Listed entries:
+ + + + +

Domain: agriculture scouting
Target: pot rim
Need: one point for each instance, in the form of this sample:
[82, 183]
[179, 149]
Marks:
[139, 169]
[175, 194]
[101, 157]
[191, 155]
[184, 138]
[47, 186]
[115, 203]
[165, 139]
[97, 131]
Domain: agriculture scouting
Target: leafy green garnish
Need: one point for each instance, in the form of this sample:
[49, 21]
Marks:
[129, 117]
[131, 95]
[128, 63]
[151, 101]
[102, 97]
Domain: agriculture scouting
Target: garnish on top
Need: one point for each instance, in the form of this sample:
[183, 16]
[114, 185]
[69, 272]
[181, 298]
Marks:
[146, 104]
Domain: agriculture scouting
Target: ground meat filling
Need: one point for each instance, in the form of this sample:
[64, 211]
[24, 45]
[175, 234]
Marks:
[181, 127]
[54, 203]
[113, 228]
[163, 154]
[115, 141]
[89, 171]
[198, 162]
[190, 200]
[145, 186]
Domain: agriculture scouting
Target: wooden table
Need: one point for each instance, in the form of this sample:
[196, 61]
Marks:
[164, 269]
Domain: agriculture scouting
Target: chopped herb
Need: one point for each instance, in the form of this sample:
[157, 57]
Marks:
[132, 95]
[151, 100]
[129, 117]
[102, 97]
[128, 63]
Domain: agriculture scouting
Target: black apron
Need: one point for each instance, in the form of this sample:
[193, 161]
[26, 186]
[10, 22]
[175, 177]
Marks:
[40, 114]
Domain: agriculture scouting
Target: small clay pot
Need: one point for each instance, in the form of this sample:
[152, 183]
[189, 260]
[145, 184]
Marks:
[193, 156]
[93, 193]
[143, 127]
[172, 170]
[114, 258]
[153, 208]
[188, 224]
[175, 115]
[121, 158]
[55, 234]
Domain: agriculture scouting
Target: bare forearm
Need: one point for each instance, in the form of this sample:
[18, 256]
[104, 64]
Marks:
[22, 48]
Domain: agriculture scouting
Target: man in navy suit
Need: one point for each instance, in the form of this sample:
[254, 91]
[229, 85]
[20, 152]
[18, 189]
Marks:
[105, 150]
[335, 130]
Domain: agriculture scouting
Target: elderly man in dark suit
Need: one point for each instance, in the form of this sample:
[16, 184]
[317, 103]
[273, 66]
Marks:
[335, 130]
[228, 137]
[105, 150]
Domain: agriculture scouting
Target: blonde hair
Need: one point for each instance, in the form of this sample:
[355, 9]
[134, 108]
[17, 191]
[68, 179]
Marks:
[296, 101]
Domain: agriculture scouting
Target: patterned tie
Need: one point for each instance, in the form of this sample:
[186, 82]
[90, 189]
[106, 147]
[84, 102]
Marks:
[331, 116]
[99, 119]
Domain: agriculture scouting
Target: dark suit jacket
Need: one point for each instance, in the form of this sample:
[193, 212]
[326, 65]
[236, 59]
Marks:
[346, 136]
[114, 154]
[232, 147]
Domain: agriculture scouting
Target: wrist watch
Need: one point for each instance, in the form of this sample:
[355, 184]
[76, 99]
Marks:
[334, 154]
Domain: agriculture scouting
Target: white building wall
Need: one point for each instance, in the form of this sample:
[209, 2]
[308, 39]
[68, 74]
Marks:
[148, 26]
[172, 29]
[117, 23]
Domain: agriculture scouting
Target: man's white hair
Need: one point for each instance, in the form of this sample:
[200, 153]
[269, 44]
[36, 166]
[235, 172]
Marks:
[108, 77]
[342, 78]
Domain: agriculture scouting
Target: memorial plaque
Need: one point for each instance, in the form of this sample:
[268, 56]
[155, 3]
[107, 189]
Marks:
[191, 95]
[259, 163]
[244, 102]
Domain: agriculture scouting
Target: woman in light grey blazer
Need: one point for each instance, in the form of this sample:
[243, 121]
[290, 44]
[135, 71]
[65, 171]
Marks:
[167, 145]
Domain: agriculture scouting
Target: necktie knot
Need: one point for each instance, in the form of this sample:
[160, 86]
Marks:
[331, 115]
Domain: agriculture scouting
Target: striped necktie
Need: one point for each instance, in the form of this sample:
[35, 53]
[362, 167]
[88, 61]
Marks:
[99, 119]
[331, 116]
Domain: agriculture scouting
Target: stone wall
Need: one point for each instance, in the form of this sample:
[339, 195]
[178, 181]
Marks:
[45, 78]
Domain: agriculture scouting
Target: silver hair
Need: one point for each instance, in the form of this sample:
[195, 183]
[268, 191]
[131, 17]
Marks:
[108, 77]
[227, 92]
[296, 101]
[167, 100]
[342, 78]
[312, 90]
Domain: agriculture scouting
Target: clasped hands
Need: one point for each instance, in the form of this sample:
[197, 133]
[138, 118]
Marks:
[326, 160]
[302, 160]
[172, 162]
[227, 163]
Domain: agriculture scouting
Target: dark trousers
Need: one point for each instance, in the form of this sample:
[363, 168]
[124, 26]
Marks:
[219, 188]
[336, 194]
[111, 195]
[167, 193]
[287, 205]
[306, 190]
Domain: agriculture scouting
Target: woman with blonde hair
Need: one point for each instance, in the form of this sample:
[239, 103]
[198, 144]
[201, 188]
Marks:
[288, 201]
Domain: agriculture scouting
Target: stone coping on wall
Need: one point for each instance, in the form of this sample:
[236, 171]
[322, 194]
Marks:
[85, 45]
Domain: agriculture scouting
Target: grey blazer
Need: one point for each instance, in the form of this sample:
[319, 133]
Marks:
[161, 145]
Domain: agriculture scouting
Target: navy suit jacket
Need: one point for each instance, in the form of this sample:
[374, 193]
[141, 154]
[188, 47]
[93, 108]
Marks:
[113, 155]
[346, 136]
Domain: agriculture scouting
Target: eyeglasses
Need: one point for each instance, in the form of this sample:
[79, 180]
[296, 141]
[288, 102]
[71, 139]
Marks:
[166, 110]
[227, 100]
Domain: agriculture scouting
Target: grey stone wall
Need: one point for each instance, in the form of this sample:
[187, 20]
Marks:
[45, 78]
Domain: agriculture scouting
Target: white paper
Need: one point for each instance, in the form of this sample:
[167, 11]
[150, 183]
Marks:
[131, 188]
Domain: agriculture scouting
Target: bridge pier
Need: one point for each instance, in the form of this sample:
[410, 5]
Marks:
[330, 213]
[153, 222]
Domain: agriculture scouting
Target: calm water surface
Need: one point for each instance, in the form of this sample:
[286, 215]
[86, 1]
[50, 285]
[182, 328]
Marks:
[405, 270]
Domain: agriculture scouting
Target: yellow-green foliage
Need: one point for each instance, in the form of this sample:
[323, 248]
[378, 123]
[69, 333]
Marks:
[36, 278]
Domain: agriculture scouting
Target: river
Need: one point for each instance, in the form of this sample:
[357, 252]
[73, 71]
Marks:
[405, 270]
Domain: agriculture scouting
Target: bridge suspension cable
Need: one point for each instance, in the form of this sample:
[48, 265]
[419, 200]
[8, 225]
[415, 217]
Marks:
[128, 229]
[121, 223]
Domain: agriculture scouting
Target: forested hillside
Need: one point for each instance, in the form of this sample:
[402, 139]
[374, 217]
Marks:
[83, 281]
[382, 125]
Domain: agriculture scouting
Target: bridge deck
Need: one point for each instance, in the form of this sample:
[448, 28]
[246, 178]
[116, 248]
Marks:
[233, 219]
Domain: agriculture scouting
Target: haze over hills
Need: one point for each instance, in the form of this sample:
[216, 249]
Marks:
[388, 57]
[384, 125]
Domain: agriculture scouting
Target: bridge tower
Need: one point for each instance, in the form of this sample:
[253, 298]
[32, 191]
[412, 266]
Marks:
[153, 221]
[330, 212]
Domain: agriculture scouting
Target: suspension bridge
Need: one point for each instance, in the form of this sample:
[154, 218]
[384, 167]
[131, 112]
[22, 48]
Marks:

+ + + + +

Goal of the exercise:
Transcribe the data. Leave every line exactly as it is.

Response to the task:
Domain: agriculture scouting
Target: pot rim
Need: one point for each instance, in the form of this sample:
[82, 183]
[179, 149]
Marks:
[139, 169]
[175, 194]
[101, 157]
[191, 155]
[184, 138]
[47, 186]
[115, 203]
[165, 139]
[97, 131]
Domain: agriculture scouting
Target: leafy green garnish
Need: one point for each instance, in the form of this sample:
[49, 21]
Marks:
[129, 117]
[131, 95]
[128, 63]
[151, 101]
[102, 97]
Domain: agriculture scouting
Target: garnish on top
Need: one point for each instance, in the form of this sample:
[183, 16]
[114, 185]
[69, 272]
[181, 298]
Marks:
[146, 104]
Domain: agriculture scouting
Target: ground meat filling
Need: one point for each instance, in the form of this sample:
[64, 211]
[24, 45]
[175, 234]
Marks:
[181, 127]
[54, 203]
[113, 228]
[163, 154]
[115, 141]
[89, 171]
[198, 162]
[190, 200]
[145, 186]
Domain: agriculture scouting
Target: wooden table
Need: one point for each instance, in the form of this sample:
[196, 61]
Marks:
[164, 269]
Domain: agriculture scouting
Target: chopped herb
Need: one point for each instance, in the form of this sample:
[157, 57]
Marks:
[132, 95]
[151, 100]
[129, 117]
[102, 97]
[128, 63]
Domain: agriculture scouting
Target: black apron
Need: one point for each instance, in the form of this sample:
[193, 161]
[26, 186]
[10, 22]
[175, 177]
Marks:
[40, 114]
Domain: agriculture scouting
Target: small clay pot
Need: one point for each instance, in the form of this sample:
[152, 183]
[189, 260]
[145, 184]
Marks:
[193, 156]
[93, 193]
[143, 127]
[172, 170]
[114, 258]
[153, 208]
[188, 224]
[175, 115]
[121, 158]
[55, 234]
Domain: agriculture scouting
Target: bare forearm
Need: one point for each instance, in the form of this sample:
[18, 256]
[104, 64]
Marks:
[22, 48]
Domain: agriculture scouting
Target: man in navy suit
Need: one point for each instance, in the form of this sample:
[254, 91]
[229, 85]
[20, 152]
[18, 189]
Marks:
[105, 150]
[335, 130]
Domain: agriculture scouting
Target: elderly man in dark suit
Need: one point for each instance, in the form of this sample:
[16, 184]
[317, 103]
[273, 66]
Marks:
[335, 130]
[228, 137]
[105, 150]
Domain: agriculture scouting
Target: blonde hair
Need: one point for each instance, in the form of this sample:
[355, 9]
[134, 108]
[17, 191]
[68, 179]
Marks:
[296, 101]
Domain: agriculture scouting
Target: patterned tie
Need: one point for each instance, in the form of this sample:
[186, 82]
[90, 189]
[106, 147]
[84, 102]
Marks:
[331, 116]
[99, 119]
Domain: agriculture scouting
Target: dark suit jacket
Need: one point for each instance, in the form of this sample:
[193, 212]
[326, 65]
[236, 59]
Marks:
[346, 136]
[114, 154]
[232, 147]
Domain: agriculture scouting
Target: wrist watch
Need: one point for each instance, in the form of this sample:
[355, 184]
[76, 99]
Marks:
[334, 154]
Domain: agriculture scouting
Target: white building wall
Need: one point for each instance, in the form of this sample:
[209, 2]
[308, 39]
[68, 74]
Marks:
[148, 26]
[172, 29]
[117, 23]
Domain: agriculture scouting
Target: man's white hair
Need: one point for each instance, in the form of this sample:
[200, 153]
[269, 44]
[36, 166]
[235, 172]
Marks:
[108, 77]
[342, 78]
Domain: agriculture scouting
Target: memorial plaque
Need: one point for each instance, in the form of this sample:
[268, 56]
[155, 3]
[107, 189]
Marks:
[191, 95]
[259, 163]
[244, 102]
Domain: agriculture scouting
Target: woman in light grey blazer
Need: one point for each instance, in the form of this sample:
[243, 121]
[290, 44]
[135, 71]
[65, 171]
Marks:
[167, 145]
Domain: agriculture scouting
Target: necktie knot
Need: one point for each instance, in the form of this sample:
[160, 86]
Marks:
[331, 115]
Domain: agriculture scouting
Target: striped necktie
Need: one point for each instance, in the form of this sample:
[35, 53]
[362, 167]
[88, 61]
Marks:
[99, 119]
[331, 116]
Domain: agriculture scouting
Target: stone wall
Need: one point for each instance, in the form of this sample:
[339, 195]
[178, 181]
Marks:
[45, 78]
Domain: agriculture scouting
Target: silver hair
Need: one point for each instance, in the form of this sample:
[195, 183]
[268, 191]
[131, 17]
Marks:
[108, 77]
[227, 92]
[296, 101]
[167, 100]
[342, 78]
[312, 90]
Domain: agriculture scouting
Target: clasped hands
Need: one point for each instance, in the form of this sample:
[197, 133]
[138, 118]
Marks:
[326, 160]
[302, 160]
[172, 162]
[227, 163]
Domain: agriculture scouting
Target: dark trousers
Need: one point for each instance, in the form of this sample:
[363, 168]
[124, 26]
Marks:
[219, 188]
[336, 194]
[111, 195]
[167, 193]
[287, 205]
[306, 190]
Domain: agriculture scouting
Target: woman with blonde hair
Need: one point for each instance, in the form of this sample:
[239, 103]
[198, 144]
[201, 188]
Marks:
[288, 201]
Domain: agriculture scouting
Target: stone coping on wall
Need: one point for each instance, in the form of this sample:
[236, 171]
[322, 194]
Marks:
[85, 45]
Domain: agriculture scouting
Target: grey blazer
Need: one point for each instance, in the form of this sample:
[319, 133]
Marks:
[161, 145]
Domain: agriculture scouting
Target: navy suit jacket
Need: one point for each instance, in the form of this sample:
[374, 193]
[141, 154]
[188, 47]
[93, 108]
Marks:
[113, 155]
[346, 136]
Domain: agriculture scouting
Target: eyeglasses
Need: one point for each instance, in the form of this sample:
[79, 180]
[296, 141]
[288, 102]
[71, 139]
Marks:
[166, 110]
[227, 100]
Domain: agriculture scouting
Target: grey stone wall
Need: one point for each instance, in the form of this sample:
[187, 20]
Marks:
[45, 78]
Domain: agriculture scouting
Target: white paper
Need: one point for each instance, in the form of this sample:
[167, 11]
[150, 183]
Marks:
[131, 188]
Domain: agriculture scouting
Target: bridge pier
Need: one point for each instance, in the form of this sample:
[410, 5]
Marks:
[330, 213]
[153, 222]
Domain: agriculture scouting
Target: calm water surface
Need: one point for each instance, in the form of this sample:
[286, 215]
[86, 1]
[50, 285]
[182, 328]
Marks:
[405, 270]
Domain: agriculture scouting
Target: yellow-green foliage
Need: one point for each instance, in the form of this sample:
[323, 248]
[378, 123]
[69, 333]
Marks:
[36, 278]
Domain: agriculture scouting
Target: river
Need: one point for each instance, in the form of this sample:
[357, 252]
[73, 71]
Marks:
[405, 270]
Domain: agriculture scouting
Target: bridge suspension cable
Need: one point for each instance, in the form of this sample:
[48, 265]
[419, 200]
[8, 225]
[415, 217]
Marks:
[128, 229]
[121, 223]
Domain: agriculture scouting
Target: forested hillside
Need: one point for each instance, in the form of this sample:
[402, 139]
[374, 217]
Marks:
[83, 281]
[382, 125]
Domain: agriculture scouting
Target: bridge deck
Need: one point for each instance, in the form of this sample:
[448, 28]
[246, 178]
[116, 248]
Marks:
[233, 219]
Domain: agriculture scouting
Target: haze over hills
Need: one point for each instance, in the form of this sample:
[216, 249]
Marks:
[388, 57]
[384, 125]
Domain: agriculture scouting
Target: bridge tower
Need: one point for each instance, in the form of this sample:
[253, 298]
[32, 191]
[412, 266]
Marks:
[153, 221]
[330, 212]
Domain: agriculture scouting
Target: suspension bridge
Need: one point for each instance, in the form of this sample:
[154, 218]
[384, 167]
[131, 112]
[22, 48]
Marks:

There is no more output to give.